Opioids after low-pain surgery: study indicates higher risk of dependency

Posted: Published on March 12th, 2012

This post was added by Dr P. Richardson

TORONTO - The prescribing of painkillers to seniors for relatively low-pain surgeries may lead to some becoming dependent on opioids such as codeine or oxycodone, a new study suggests.

The study, published Monday in the Archives of Internal Medicine, found that 7.1 per cent of patients were prescribed an opioid within seven days of these low-pain surgeries, and more than 10 per cent of them were using these potent pain medications a year later.

The research set out to explore why older adults would start taking a strong morphine-like drug and whether the medical system could possibly be contributing to chronic use.

"What we're trying to do is identify how some of the older people might start it, and the idea is that some of the people might start it by just having a casual interaction with the health-care system for a fairly self-limiting illness," said Dr. Chaim Bell, senior author of the paper.

- _Data to examine_:

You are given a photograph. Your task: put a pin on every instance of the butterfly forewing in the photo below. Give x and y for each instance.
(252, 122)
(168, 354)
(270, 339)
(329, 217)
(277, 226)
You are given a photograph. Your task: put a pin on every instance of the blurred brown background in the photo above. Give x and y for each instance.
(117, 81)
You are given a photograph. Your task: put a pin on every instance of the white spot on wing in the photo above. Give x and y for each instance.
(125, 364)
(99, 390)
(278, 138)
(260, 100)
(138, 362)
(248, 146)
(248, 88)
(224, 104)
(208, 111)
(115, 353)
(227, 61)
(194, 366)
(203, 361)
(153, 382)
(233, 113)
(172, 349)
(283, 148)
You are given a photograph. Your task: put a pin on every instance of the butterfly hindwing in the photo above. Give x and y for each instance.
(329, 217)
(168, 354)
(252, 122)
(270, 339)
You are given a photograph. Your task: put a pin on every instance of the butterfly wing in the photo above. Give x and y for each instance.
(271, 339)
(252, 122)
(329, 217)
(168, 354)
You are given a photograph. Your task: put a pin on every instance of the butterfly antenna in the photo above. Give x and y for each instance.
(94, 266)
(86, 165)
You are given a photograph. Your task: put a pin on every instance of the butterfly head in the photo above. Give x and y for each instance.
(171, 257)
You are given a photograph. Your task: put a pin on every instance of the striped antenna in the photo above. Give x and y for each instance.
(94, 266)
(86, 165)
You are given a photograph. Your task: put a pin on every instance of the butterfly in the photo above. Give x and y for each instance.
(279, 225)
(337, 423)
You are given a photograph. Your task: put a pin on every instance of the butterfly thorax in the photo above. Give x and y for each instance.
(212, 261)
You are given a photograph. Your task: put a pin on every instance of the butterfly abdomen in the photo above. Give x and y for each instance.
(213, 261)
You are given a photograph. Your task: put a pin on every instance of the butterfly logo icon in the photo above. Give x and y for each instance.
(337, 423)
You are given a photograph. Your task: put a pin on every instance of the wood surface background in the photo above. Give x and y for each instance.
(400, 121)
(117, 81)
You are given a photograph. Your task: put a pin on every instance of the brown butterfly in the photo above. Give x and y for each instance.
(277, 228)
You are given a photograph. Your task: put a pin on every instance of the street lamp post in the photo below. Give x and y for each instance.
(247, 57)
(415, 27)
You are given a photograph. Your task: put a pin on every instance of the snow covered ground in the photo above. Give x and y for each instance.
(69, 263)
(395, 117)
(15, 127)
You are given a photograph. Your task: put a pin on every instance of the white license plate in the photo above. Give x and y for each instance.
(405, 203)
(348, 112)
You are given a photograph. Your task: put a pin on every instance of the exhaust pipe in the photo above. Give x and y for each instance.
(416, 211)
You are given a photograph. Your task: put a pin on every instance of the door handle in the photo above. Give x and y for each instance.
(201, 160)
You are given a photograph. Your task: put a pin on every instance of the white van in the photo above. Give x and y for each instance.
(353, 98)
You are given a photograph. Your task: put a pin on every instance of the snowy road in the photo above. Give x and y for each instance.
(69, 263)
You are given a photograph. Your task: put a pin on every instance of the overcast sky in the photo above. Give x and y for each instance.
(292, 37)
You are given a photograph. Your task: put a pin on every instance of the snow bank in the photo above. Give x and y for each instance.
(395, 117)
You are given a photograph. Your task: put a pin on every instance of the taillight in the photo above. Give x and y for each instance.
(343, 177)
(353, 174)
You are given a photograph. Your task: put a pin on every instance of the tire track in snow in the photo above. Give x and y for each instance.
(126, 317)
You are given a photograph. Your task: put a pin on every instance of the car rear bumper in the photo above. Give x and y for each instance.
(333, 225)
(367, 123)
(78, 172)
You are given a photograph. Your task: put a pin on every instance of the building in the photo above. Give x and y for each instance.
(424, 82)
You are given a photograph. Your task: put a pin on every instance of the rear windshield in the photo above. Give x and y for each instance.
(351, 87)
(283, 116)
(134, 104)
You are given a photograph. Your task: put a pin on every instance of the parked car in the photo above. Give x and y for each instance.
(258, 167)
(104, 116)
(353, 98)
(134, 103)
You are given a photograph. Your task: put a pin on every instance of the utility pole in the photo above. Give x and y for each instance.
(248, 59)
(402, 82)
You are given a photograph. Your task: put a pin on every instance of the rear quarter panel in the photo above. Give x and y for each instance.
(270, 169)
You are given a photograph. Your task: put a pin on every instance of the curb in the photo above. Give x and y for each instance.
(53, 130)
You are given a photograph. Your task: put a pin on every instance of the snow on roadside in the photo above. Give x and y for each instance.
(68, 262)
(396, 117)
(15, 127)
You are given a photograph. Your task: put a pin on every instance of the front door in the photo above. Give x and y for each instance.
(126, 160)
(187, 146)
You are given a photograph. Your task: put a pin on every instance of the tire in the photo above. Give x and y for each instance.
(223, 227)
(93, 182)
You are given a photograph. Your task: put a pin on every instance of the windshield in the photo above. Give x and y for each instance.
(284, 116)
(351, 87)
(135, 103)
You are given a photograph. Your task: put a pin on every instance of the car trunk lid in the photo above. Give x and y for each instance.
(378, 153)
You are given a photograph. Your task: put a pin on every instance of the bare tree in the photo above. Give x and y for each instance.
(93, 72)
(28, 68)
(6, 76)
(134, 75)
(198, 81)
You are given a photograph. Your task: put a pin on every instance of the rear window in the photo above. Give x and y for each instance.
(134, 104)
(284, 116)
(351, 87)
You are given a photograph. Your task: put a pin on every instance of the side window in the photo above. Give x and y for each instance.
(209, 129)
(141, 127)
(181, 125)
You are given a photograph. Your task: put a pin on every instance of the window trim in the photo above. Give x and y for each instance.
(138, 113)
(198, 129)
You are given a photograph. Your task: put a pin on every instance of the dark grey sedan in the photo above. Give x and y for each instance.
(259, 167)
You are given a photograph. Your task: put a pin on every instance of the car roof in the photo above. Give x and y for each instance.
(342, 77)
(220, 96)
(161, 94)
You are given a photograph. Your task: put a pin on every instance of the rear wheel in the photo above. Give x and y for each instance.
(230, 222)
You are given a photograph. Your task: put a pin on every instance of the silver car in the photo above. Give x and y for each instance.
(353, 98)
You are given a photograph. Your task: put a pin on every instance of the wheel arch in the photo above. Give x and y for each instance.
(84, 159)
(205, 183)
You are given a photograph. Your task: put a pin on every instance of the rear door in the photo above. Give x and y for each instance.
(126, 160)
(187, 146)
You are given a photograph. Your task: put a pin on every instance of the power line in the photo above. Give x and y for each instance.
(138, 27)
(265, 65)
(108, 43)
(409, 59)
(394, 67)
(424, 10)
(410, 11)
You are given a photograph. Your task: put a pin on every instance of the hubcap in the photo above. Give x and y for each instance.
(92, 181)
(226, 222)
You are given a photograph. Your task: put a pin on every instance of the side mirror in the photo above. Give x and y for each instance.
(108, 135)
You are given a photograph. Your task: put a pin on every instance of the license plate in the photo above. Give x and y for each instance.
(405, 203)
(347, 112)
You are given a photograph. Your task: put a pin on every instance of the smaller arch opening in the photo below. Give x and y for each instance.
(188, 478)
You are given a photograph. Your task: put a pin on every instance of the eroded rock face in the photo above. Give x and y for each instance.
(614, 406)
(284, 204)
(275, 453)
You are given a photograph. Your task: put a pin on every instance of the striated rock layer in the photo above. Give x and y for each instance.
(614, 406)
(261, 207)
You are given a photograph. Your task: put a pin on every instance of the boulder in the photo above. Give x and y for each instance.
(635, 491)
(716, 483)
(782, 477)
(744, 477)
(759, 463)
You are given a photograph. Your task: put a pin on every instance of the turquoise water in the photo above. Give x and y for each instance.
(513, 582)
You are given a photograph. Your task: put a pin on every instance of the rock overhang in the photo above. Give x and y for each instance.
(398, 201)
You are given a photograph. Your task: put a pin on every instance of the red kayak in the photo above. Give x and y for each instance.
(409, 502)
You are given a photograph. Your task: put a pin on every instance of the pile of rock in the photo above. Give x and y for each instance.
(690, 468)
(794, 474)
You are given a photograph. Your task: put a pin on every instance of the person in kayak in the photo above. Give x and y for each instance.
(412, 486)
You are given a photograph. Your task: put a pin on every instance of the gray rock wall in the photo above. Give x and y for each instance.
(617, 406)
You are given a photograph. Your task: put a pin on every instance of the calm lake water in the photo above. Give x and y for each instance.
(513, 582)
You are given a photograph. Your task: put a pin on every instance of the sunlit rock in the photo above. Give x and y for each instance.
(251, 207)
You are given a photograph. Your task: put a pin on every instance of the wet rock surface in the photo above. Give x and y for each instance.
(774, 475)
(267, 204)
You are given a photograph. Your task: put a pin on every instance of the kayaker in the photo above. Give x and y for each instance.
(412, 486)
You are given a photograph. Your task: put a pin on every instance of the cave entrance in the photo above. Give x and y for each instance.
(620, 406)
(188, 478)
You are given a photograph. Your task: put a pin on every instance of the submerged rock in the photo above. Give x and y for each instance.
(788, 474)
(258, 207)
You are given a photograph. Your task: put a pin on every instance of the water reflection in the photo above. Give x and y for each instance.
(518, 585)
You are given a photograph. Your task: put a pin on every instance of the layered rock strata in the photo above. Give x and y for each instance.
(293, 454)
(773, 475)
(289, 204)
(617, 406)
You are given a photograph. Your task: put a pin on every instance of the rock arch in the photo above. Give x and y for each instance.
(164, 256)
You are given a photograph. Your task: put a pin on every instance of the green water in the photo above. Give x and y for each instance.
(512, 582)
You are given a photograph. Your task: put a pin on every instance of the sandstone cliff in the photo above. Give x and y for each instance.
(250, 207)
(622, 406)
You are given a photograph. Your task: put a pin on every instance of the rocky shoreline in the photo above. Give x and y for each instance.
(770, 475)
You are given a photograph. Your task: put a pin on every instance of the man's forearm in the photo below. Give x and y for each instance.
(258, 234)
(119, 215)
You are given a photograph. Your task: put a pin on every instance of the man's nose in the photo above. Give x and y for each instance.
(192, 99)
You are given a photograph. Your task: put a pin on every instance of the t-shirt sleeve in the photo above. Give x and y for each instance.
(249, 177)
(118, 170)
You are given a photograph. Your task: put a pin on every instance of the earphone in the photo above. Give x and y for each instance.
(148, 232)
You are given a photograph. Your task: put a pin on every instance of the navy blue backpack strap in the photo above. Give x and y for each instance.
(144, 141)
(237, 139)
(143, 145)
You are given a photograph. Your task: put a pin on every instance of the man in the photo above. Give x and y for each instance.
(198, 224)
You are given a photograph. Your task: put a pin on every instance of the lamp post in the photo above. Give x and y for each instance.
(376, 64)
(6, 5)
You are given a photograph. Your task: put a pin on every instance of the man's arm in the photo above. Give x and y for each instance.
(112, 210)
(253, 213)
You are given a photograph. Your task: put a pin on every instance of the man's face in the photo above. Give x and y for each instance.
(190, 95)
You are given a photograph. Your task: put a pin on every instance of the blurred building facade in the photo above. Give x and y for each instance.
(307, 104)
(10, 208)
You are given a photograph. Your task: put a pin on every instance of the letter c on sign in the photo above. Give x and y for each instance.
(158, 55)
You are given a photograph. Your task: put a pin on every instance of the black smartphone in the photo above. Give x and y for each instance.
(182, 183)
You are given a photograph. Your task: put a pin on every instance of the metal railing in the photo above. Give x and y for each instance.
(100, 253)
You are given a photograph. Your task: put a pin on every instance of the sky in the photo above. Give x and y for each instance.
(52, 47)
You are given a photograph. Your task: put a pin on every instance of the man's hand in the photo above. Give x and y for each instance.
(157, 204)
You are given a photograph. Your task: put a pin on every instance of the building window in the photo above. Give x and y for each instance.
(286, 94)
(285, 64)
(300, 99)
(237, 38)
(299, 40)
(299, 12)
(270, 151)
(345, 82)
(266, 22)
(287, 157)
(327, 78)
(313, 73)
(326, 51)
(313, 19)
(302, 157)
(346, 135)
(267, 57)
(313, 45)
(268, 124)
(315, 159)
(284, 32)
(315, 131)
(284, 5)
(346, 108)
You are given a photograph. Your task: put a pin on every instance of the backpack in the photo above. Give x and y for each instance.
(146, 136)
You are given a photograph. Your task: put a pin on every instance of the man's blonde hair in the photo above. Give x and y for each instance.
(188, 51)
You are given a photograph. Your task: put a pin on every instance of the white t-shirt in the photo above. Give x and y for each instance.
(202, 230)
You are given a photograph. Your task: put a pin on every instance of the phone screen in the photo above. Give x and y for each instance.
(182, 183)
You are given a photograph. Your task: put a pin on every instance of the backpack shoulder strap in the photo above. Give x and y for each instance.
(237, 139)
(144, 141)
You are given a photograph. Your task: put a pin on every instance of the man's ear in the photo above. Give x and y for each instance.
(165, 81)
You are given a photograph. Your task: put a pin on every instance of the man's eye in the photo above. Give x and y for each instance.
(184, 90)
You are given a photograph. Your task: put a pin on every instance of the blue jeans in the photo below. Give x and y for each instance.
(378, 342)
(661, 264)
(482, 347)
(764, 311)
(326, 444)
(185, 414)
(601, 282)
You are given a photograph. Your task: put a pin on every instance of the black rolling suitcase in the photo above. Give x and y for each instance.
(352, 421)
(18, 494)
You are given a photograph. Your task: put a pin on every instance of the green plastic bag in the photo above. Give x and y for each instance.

- _Task brief_: According to the article, what share of patients were prescribed an opioid within seven days of a low-pain surgery? Rely only on the article about opioids after low-pain surgery, not on the items.

- _Solution_: 7.1 percent